Today’s topic is therapy, and we answer some questions that families often ask about therapy.

Is therapy the only thing that will help my child? No. Therapy is often the first thing recommended because it is well-known, but other things can be helpful as well. Simply being listened to can help, as can understanding your and your child’s options and rights in the different systems that work with your child. Families as Allies is always happy to listen and advocate with you for what you want for your child. We understand because we are parents too. You can call us at 601-355-0915. We are committed to bringing families and all partners together at the system level to address ongoing barriers that families and children face.

Parent-peer support can make a tremendous difference when one parent who has been through challenges with their child uses their experience to help another parent. Making a Plan (MAP) teams in local communities help families find resources when children are at risk for out-of-home placement. Care coordination through medical homes for all children and through wraparound for children with the most significant needs brings together formal and informal resources to support families and children. Mental health consultation helps people working with our children, such as medical providers, teachers and childcare providers, understand our children’s needs.

 How Do I Know if My Child Might Benefit from Therapy? According to the Centers for Disease Control, children may be experiencing mental health challenges if, compared to most children their age:

  •  They are not reaching developmental and emotional milestones.
  •  They are having trouble learning healthy social skills and how to cope when there are problems.
  • They do not have a positive quality of life.
  • They cannot function well at home, in school, and in their communities.

These are online resources to find out more if your child’s behavior is typical:
Young Children:
Zero to Three “What to Expect” Chart (birth to 3)
CDC Birth to 5 Milestones (birth to 5)
Older Children:
Child Mind Institute Warning Signs and Symptom Checker (ages 4 and up)
National Alliance on Mental Illness Know the Warning Signs (adults and adolescents with a separate list for children)

How Do I find a Therapist for My Child? We encourage you to seek out a licensed therapist. Licensure boards can help protect people receiving services from harm and typically provide a way to register complaints. At the same time, just being licensed doesn’t mean a particular therapist is a match for your child. Other families may have suggestions about licensed therapists they have used. Your child’s medical provider, your faith leader or your child’s school may also have recommendations.

= = = =

*TASKS TO PERFORM*.
1: In the passage on therapy for children, what do Making a Plan (MAP) teams help families do?
2: Carry on the passage on therapy for children, beginning after its final sentence.
The items that come next have no connection to the passage on therapy for children.

[Saved data entries]
= = = =

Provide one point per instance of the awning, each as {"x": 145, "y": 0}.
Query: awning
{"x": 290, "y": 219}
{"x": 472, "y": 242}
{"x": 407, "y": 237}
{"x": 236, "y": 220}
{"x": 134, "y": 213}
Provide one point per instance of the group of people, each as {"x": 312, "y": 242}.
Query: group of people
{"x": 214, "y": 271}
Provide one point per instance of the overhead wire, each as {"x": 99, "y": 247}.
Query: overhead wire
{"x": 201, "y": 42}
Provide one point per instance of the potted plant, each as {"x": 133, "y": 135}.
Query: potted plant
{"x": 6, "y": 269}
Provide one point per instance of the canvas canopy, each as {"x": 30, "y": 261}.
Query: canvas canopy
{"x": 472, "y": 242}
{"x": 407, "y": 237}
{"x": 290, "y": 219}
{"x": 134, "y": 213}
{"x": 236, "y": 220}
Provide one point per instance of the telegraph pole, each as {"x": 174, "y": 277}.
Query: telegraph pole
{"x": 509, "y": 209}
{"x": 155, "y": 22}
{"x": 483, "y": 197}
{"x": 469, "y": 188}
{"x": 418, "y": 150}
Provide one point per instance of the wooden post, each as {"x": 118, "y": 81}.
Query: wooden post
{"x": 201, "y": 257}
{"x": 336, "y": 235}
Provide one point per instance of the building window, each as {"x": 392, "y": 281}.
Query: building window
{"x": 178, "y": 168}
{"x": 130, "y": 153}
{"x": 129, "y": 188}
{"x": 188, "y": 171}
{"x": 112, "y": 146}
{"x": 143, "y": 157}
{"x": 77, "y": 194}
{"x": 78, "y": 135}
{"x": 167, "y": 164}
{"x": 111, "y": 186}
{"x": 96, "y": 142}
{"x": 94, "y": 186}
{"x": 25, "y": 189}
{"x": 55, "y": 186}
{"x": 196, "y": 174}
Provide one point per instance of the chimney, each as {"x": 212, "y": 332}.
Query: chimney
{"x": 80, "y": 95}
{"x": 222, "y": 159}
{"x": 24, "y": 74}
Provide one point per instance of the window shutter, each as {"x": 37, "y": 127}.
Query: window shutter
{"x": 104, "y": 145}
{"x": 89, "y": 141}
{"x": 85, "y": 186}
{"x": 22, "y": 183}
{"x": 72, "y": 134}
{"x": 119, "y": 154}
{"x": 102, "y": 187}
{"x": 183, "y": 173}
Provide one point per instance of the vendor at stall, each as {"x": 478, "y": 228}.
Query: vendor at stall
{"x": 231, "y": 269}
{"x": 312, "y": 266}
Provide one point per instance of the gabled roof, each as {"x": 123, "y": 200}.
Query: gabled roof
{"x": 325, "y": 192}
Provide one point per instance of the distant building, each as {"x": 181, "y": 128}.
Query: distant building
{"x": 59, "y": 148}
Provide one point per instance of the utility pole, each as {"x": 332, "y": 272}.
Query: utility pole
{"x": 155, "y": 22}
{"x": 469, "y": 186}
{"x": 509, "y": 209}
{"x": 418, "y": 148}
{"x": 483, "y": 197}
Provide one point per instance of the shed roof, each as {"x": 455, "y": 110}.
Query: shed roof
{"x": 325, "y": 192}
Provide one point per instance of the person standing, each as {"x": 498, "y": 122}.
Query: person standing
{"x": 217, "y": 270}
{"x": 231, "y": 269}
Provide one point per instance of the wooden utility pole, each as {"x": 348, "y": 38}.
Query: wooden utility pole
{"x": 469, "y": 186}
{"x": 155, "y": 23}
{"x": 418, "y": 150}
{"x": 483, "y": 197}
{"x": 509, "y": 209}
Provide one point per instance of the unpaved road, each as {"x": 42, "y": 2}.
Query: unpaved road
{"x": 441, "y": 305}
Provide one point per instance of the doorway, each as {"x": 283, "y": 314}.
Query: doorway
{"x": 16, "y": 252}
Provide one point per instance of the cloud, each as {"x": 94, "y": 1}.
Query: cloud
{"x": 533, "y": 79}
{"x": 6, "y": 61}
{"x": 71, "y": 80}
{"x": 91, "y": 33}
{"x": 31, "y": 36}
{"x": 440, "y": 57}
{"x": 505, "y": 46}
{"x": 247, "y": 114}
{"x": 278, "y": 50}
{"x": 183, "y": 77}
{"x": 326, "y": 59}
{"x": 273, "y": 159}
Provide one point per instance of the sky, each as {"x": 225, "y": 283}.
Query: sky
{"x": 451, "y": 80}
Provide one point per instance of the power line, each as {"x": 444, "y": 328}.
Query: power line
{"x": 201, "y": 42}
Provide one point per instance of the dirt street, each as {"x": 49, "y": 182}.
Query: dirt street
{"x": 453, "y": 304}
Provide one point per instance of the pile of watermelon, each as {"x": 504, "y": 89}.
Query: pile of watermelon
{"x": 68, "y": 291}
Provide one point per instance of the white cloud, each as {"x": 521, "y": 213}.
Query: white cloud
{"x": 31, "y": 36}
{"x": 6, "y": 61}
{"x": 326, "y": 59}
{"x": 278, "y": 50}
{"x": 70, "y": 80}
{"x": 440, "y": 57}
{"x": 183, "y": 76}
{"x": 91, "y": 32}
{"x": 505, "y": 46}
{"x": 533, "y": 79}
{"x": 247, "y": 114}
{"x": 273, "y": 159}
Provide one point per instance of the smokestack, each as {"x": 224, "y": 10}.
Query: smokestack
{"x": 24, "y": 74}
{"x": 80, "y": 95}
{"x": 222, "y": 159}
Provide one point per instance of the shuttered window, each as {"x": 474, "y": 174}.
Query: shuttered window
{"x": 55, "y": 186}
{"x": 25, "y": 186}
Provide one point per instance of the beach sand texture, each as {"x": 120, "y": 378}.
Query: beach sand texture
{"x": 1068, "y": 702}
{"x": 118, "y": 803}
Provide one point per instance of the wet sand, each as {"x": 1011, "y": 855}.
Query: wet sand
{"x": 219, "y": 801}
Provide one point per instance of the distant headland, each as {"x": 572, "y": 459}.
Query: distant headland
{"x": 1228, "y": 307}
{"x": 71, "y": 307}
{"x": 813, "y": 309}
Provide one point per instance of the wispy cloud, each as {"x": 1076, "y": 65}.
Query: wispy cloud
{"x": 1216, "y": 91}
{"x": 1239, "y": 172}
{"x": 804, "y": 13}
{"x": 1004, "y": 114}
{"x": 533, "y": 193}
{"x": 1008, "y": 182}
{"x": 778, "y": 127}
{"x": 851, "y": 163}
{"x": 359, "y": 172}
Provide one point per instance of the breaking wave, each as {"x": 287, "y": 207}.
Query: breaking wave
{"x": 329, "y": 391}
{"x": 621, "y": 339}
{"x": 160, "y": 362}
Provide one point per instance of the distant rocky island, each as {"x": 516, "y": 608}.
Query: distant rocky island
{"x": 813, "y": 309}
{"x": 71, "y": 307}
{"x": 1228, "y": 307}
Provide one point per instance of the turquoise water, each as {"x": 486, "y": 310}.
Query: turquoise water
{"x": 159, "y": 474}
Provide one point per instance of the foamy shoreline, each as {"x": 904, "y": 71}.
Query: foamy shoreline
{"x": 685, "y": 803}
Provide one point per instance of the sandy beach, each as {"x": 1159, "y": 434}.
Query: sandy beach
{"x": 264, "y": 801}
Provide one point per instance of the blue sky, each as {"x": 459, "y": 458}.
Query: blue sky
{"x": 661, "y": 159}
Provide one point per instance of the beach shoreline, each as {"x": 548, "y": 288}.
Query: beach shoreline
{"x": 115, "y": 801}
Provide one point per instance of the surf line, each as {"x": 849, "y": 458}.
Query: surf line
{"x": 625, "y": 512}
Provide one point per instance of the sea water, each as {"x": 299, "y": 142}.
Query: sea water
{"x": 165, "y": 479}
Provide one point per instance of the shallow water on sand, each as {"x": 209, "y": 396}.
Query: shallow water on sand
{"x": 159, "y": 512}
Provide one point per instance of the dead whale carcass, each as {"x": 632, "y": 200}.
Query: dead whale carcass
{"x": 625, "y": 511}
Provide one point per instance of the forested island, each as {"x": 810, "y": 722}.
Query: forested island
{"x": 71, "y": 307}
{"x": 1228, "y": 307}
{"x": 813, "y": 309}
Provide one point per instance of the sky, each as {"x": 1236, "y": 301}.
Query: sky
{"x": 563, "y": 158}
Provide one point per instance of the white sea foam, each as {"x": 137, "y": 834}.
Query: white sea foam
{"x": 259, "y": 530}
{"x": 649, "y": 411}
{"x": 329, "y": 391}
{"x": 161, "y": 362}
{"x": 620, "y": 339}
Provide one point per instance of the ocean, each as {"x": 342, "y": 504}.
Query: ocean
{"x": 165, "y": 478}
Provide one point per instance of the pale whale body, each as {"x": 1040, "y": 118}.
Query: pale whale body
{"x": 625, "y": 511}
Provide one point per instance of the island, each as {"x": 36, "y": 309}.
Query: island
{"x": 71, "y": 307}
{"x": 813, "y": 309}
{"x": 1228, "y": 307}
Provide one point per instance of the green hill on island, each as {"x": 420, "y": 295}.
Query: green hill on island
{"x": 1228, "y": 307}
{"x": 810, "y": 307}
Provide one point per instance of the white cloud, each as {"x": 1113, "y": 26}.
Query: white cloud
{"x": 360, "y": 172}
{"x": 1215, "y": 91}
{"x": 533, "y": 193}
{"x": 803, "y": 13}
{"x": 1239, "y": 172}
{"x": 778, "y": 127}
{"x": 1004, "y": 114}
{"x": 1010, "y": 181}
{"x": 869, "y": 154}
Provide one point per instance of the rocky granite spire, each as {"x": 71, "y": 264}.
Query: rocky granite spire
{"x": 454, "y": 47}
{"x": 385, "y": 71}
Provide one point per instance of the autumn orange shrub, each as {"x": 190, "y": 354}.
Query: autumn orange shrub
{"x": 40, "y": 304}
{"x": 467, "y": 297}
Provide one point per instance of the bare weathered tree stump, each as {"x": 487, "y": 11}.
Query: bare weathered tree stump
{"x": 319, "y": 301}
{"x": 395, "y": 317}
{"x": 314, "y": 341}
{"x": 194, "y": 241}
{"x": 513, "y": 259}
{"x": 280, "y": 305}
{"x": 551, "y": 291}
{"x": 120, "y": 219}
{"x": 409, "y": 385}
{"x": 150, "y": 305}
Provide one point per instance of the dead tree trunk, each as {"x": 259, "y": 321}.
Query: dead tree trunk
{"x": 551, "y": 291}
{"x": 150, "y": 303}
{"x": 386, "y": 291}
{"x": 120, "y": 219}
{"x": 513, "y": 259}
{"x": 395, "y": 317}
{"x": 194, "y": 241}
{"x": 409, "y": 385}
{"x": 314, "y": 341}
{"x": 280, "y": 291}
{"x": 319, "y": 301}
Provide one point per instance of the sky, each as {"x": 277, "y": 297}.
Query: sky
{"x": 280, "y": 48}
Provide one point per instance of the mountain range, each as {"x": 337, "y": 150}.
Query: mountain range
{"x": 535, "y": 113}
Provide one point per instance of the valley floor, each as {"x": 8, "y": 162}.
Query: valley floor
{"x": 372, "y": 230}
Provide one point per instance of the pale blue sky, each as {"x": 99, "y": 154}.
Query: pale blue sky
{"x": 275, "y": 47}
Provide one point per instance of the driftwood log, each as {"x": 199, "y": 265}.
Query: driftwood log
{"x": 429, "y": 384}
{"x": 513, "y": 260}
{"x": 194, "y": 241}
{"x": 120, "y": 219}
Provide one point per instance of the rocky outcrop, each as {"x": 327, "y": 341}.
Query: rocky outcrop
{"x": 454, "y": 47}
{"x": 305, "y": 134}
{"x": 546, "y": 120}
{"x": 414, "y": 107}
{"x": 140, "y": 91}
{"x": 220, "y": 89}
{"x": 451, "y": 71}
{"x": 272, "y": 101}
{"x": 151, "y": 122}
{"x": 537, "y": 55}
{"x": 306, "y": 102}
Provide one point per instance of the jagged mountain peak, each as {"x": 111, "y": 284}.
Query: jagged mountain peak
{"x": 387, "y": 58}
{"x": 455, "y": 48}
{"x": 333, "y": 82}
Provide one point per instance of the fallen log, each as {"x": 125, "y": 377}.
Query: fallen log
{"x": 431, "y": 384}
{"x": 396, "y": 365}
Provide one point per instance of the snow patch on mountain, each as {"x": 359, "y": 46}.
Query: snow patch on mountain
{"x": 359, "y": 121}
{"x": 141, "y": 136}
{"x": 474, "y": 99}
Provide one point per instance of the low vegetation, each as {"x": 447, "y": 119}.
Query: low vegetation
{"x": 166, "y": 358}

= = = =

*TASK RESPONSES*.
1: They help families find resources when children are at risk for out-of-home placement.

2:
Psychology Today maintains a list of licensed therapists in Mississippi. You can check with licensing groups for different mental health professionals as well:
National Association of Social Workers – Mississippi Chapter 800-742-4089
Mississippi Board of Psychology 1-888-693-1416
Mississippi Psychological Association Facebook page
Mississippi Psychiatric Association Facebook page 601-898-9662
Mississippi State Board of Examiners for Licensed Professional Counselors 601- 359-1010
Mississippi State Board for Social Workers and Marriage and Family Therapists 601-987-6806

You can also check with your local Community Mental Health Center about their services and refer to this list of Certified Providers through the Department of Mental Health.

What Should I Expect from My Childs’s Therapy?
The therapist should work with your child and you (parents may be less involved as children get older) to develop an individualized practical plan to respond to the situation that brought your child to therapy. There should be agreed-upon goals and ways to tell whether or not they’ve been met. You and your child should feel respected and comfortable sharing your input and asking questions.

There are some mental health conditions for which specific treatment approaches have been shown effective. This is called “evidence-based” treatment. Just because a treatment is evidence-based doesn’t mean it will help every child, but asking therapists about the evidence-based treatments they offer and what types of training they have to provide these treatments can be helpful.